▶ [Article]:
Current kvm disables preemption while the new virtualization registers are
in use.  This of course is not very good for latency sensitive workloads (one
use of virtualization is to offload user interface and other latency
insensitive stuff to a container, so that it is easier to analyze the
remaining workload).  This patch re-enables preemption for kvm; preemption
is now only disabled when switching the registers in and out, and during
the switch to guest mode and back.

Contains fixes from Shaohua Li <shaohua.li@intel.com>.

Signed-off-by: Avi Kivity <avi@qumranet.com>
---
 drivers/kvm/Kconfig    |    1 +
 drivers/kvm/kvm.h      |    4 +++-
 drivers/kvm/kvm_main.c |   46 +++++++++++++++++++++++++++++++++++++++-------
 drivers/kvm/mmu.c      |    2 --
 drivers/kvm/svm.c      |    6 ++----
 drivers/kvm/vmx.c      |   17 +++++++++--------
 6 files changed, 54 insertions(+), 22 deletions(-)

▶ [Tasks for this exercise]:
(a) Copy the KVM patch description word for word from "Contains fixes from" to "insertions(+), 22 deletions(-)".
(b) Write the next part of the KVM patch description, picking up right after its final line.

▶ [Excerpts from a pointing dataset]:
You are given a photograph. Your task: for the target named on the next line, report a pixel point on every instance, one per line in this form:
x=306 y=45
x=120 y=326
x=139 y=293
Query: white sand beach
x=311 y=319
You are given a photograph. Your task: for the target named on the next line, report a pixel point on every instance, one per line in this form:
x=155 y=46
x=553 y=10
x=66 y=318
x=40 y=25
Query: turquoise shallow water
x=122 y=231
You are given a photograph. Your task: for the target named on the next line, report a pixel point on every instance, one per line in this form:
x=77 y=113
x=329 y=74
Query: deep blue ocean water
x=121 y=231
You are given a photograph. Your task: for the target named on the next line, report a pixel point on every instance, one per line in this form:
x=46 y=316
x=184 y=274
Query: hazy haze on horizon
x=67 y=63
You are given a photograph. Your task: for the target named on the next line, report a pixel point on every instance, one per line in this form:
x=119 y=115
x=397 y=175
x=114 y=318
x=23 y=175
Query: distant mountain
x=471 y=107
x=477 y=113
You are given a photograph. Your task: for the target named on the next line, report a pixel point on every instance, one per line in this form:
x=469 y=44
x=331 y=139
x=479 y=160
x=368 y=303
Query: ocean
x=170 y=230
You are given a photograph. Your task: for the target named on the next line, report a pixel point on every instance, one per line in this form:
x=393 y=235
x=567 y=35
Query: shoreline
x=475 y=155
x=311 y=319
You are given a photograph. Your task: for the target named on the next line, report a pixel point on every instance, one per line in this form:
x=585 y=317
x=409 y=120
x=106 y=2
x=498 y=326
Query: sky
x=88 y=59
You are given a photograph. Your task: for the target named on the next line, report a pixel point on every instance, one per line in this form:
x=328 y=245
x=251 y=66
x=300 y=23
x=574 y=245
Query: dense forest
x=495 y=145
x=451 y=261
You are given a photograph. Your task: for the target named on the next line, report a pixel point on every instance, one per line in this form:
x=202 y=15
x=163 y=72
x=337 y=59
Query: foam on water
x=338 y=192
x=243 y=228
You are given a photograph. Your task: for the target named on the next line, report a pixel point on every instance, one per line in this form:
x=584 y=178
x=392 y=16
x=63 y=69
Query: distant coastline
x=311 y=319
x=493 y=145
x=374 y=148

▶ [Answers per task]:
(a)
Contains fixes from Shaohua Li <shaohua.li@intel.com>.

Signed-off-by: Avi Kivity <avi@qumranet.com>
---
 drivers/kvm/Kconfig    |    1 +
 drivers/kvm/kvm.h      |    4 +++-
 drivers/kvm/kvm_main.c |   46 +++++++++++++++++++++++++++++++++++++++-------
 drivers/kvm/mmu.c      |    2 --
 drivers/kvm/svm.c      |    6 ++----
 drivers/kvm/vmx.c      |   17 +++++++++--------
 6 files changed, 54 insertions(+), 22 deletions(-)

(b)
diff --git a/drivers/kvm/Kconfig b/drivers/kvm/Kconfig
index 6cecc39..65e009b 100644
--- a/drivers/kvm/Kconfig
+++ b/drivers/kvm/Kconfig
@@ -11,6 +11,7 @@ if VIRTUALIZATION
 config KVM
 	tristate "Kernel-based Virtual Machine (KVM) support"
 	depends on X86 && EXPERIMENTAL
+	select PREEMPT_HOOKS
 	select ANON_INODES
 	---help---
 	  Support hosting fully virtualized guest machines using hardware
diff --git a/drivers/kvm/kvm.h b/drivers/kvm/kvm.h
index fc27c2f..50ddd3c 100644
--- a/drivers/kvm/kvm.h
+++ b/drivers/kvm/kvm.h
@@ -13,6 +13,7 @@
 #include <linux/signal.h>
 #include <linux/sched.h>
 #include <linux/mm.h>
+#include <linux/preempt.h>
 #include <asm/signal.h>
 
 #include "vmx.h"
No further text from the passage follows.